— begin —

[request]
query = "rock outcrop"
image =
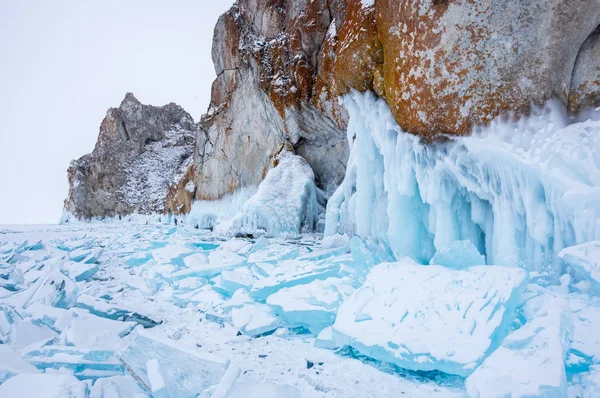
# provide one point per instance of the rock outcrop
(140, 151)
(442, 66)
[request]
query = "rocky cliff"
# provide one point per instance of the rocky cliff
(442, 66)
(141, 151)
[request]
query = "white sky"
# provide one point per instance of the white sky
(64, 63)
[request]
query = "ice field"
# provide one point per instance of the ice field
(144, 308)
(468, 267)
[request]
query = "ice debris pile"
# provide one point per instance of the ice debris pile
(141, 308)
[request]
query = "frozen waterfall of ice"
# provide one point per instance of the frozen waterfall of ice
(519, 190)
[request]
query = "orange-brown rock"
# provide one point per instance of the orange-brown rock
(443, 66)
(451, 64)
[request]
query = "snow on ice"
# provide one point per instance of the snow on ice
(463, 268)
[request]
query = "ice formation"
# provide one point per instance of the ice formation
(463, 267)
(520, 191)
(585, 259)
(286, 201)
(426, 318)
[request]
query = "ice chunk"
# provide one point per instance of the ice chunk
(185, 370)
(12, 364)
(116, 387)
(262, 390)
(430, 317)
(224, 387)
(54, 288)
(519, 190)
(27, 333)
(96, 333)
(56, 319)
(531, 360)
(458, 254)
(586, 385)
(313, 305)
(158, 386)
(255, 319)
(586, 323)
(85, 255)
(585, 260)
(198, 266)
(286, 200)
(239, 278)
(80, 271)
(325, 339)
(238, 299)
(84, 363)
(291, 273)
(117, 312)
(43, 386)
(274, 254)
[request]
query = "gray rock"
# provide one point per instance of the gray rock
(140, 151)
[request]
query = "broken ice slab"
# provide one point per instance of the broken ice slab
(585, 261)
(56, 319)
(43, 386)
(531, 360)
(95, 332)
(230, 281)
(198, 265)
(325, 339)
(430, 317)
(172, 253)
(138, 259)
(186, 371)
(85, 255)
(117, 312)
(585, 339)
(459, 254)
(206, 298)
(586, 385)
(275, 253)
(205, 246)
(255, 319)
(116, 387)
(80, 271)
(238, 299)
(323, 254)
(262, 390)
(313, 305)
(12, 364)
(83, 363)
(27, 333)
(291, 273)
(52, 288)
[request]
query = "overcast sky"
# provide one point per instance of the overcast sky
(64, 63)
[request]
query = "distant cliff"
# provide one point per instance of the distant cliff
(442, 66)
(141, 150)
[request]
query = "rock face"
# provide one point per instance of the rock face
(442, 66)
(140, 151)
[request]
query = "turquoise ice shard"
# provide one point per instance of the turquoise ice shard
(185, 371)
(430, 317)
(458, 254)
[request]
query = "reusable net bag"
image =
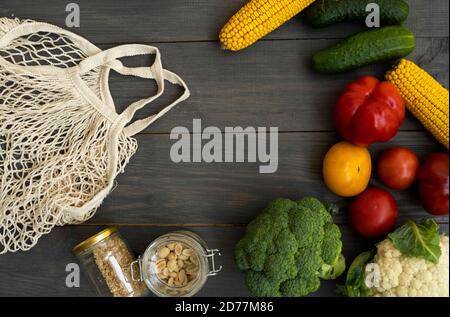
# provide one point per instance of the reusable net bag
(62, 143)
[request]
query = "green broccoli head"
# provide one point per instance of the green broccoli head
(289, 247)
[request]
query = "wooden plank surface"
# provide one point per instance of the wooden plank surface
(41, 271)
(113, 21)
(155, 190)
(270, 84)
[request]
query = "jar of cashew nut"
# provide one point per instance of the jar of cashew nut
(176, 264)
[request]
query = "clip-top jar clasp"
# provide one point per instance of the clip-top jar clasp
(139, 269)
(210, 255)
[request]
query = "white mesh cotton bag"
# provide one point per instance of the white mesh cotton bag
(62, 143)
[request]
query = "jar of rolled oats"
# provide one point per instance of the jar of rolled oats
(107, 258)
(176, 264)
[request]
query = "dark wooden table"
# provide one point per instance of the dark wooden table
(269, 84)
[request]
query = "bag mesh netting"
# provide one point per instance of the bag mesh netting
(61, 141)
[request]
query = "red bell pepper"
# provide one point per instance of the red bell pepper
(433, 183)
(369, 111)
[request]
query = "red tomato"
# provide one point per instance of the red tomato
(373, 213)
(433, 183)
(397, 167)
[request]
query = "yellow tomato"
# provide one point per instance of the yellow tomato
(346, 169)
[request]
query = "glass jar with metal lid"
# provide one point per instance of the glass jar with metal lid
(107, 259)
(176, 264)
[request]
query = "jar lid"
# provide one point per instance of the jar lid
(89, 242)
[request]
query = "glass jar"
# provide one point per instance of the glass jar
(176, 264)
(107, 259)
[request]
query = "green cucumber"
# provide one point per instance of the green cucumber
(327, 12)
(365, 48)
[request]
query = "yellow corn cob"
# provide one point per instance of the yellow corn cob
(424, 96)
(256, 19)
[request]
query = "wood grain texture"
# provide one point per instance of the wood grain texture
(269, 84)
(41, 271)
(113, 21)
(272, 85)
(153, 189)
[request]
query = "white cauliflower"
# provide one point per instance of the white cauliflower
(410, 276)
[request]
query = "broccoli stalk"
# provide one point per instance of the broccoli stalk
(289, 248)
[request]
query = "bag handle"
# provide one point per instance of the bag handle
(110, 58)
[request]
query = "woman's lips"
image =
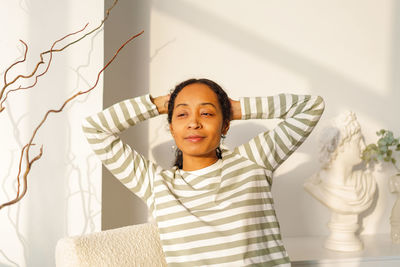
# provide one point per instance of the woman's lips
(194, 138)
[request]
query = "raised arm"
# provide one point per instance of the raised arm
(300, 114)
(101, 131)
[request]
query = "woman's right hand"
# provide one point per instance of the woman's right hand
(161, 103)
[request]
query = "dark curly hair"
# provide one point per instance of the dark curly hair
(223, 101)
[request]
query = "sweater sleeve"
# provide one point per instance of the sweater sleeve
(101, 131)
(300, 114)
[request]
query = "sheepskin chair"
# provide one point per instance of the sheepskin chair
(135, 245)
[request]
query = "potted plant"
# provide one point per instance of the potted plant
(387, 149)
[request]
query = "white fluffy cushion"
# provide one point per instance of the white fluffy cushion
(136, 245)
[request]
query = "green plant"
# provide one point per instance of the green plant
(386, 149)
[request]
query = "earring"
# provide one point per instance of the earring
(223, 138)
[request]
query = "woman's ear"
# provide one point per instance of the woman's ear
(225, 127)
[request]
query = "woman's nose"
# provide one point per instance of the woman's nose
(194, 123)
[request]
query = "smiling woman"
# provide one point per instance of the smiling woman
(215, 206)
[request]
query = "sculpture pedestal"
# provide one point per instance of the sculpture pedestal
(395, 221)
(342, 233)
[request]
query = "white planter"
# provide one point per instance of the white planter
(394, 186)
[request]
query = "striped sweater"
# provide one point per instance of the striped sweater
(222, 215)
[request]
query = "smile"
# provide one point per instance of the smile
(194, 138)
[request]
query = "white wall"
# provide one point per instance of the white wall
(345, 51)
(64, 186)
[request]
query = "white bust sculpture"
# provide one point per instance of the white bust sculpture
(345, 191)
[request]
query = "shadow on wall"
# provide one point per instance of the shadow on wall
(129, 78)
(334, 86)
(324, 81)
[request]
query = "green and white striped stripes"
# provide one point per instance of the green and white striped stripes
(222, 215)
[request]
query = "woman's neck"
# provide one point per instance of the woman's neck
(197, 163)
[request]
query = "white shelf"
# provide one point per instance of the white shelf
(309, 251)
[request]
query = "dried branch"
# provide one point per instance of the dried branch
(51, 51)
(37, 66)
(25, 150)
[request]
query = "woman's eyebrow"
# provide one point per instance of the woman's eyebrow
(201, 104)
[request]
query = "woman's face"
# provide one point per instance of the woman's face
(197, 121)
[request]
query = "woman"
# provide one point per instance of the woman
(214, 207)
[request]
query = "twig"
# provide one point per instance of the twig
(51, 51)
(33, 73)
(27, 146)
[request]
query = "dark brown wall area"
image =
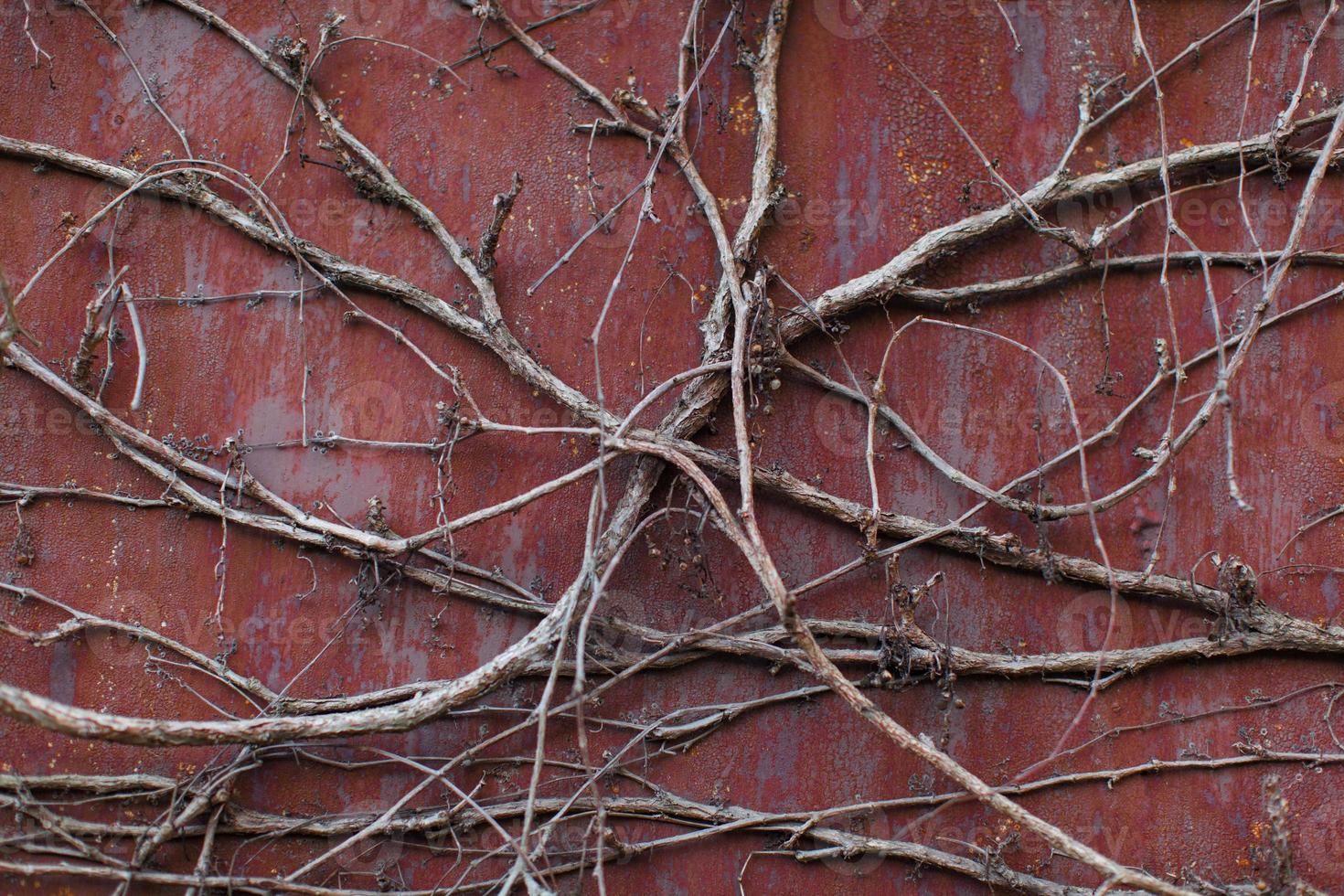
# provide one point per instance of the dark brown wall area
(625, 446)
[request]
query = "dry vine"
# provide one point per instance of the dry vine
(522, 772)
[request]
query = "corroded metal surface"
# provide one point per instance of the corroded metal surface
(871, 163)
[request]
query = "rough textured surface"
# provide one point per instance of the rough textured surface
(871, 163)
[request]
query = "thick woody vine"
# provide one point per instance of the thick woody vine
(575, 650)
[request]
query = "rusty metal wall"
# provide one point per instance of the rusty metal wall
(871, 163)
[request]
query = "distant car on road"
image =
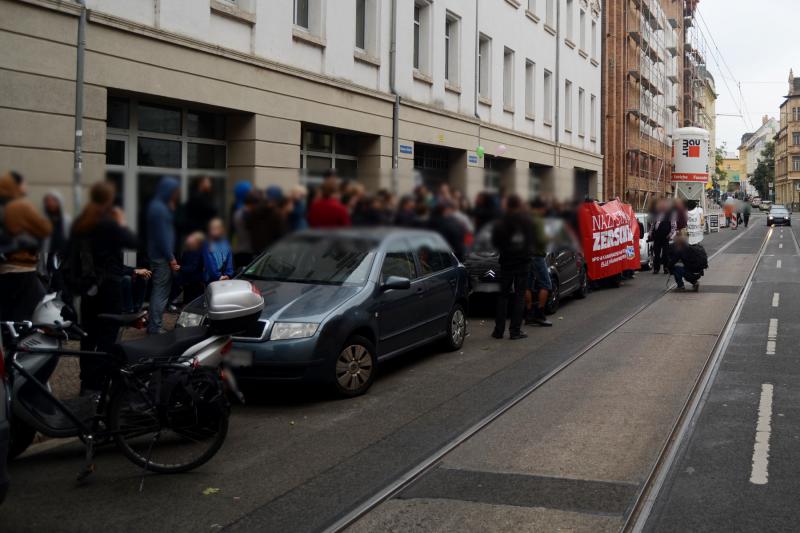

— end —

Count the lines in the records that contain the word "cushion", and give only that number.

### [Result of this task]
2